Collection entries

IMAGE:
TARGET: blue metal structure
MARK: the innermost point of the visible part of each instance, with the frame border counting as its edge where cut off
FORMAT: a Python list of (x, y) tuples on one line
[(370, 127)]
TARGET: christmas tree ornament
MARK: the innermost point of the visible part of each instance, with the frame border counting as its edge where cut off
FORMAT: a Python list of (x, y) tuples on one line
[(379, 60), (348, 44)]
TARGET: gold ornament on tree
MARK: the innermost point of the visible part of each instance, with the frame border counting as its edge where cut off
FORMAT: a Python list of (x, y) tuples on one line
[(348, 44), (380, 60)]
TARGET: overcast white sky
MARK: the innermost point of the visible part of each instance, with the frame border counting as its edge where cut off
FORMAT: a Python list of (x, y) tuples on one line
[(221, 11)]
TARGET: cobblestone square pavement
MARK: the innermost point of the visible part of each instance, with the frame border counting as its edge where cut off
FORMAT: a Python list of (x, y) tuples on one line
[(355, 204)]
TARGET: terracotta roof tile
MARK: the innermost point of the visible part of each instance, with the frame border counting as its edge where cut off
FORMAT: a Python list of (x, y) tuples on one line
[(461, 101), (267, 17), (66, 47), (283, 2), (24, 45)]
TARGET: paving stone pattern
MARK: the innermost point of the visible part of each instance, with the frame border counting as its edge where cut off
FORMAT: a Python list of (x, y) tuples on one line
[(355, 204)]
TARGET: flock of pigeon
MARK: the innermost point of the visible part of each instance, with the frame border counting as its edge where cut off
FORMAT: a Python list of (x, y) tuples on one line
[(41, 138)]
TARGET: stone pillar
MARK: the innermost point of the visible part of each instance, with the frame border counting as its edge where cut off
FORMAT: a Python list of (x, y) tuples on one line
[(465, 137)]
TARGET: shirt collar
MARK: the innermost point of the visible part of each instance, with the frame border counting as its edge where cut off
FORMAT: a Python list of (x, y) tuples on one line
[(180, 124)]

[TASK REQUIREMENTS]:
Format every line of the listing above as a numbered list, omitting any blank lines.

[WRITTEN ANSWER]:
1. IMAGE:
2. TARGET: blue metal structure
3. MARK: the innermost point of the visible part of each instance, with the frame border counting as its edge where cut off
4. FORMAT: a Python list of (x, y) tuples on one line
5. [(370, 127)]
6. TARGET: christmas tree ornament
7. MARK: the innermost point of the visible part of each instance, with the frame border counting as its edge where cut off
8. FORMAT: a Python list of (x, y) tuples on one line
9. [(379, 60), (348, 44)]
10. TARGET: gold ornament on tree
11. MARK: the innermost point of the visible part of each instance, with the frame border counting as its edge where cut off
12. FORMAT: a Python list of (x, y) tuples on one line
13. [(348, 44), (380, 60)]
14. TARGET: overcast white sky
15. MARK: the innermost point of the visible part of each instance, with the frame border counting as its edge where cut off
16. FORMAT: a Python list of (x, y) tuples on one line
17. [(221, 11)]
18. TARGET: cobblestone square pavement
19. MARK: the innermost point of the visible part of each instance, with the frame border counting as its edge where cut off
20. FORMAT: a Python list of (x, y) tuples on one line
21. [(355, 204)]
22. TARGET: terracotta roof tile
23. MARK: the innermost point of the visible part of each instance, with the frame border counting as its edge where cut off
24. FORMAT: a Python list of (x, y) tuples on one line
25. [(461, 101), (267, 17), (66, 47), (283, 2), (24, 45)]
26. TARGET: paving stone pattern
27. MARK: the innermost point of the visible part of each instance, with the frame border counting as its edge where cut off
28. FORMAT: a Python list of (x, y) tuples on one line
29. [(355, 204)]
30. TARGET: flock of pigeon
31. MARK: the innermost point of the visible part of each instance, with the frame border counting as its edge where cut off
32. FORMAT: a Python list of (x, y) tuples on one line
33. [(41, 138)]
34. TARGET: stone pillar
35. MARK: the innermost point of the visible part of each instance, with the frame border counting as its edge where cut off
36. FORMAT: a Python list of (x, y) tuples on one line
37. [(465, 137)]
38. TARGET: shirt collar
39. MARK: the innermost point of the visible part of each instance, with the frame border counting as its edge where cut off
40. FORMAT: a Python list of (x, y) tuples on one line
41. [(180, 124)]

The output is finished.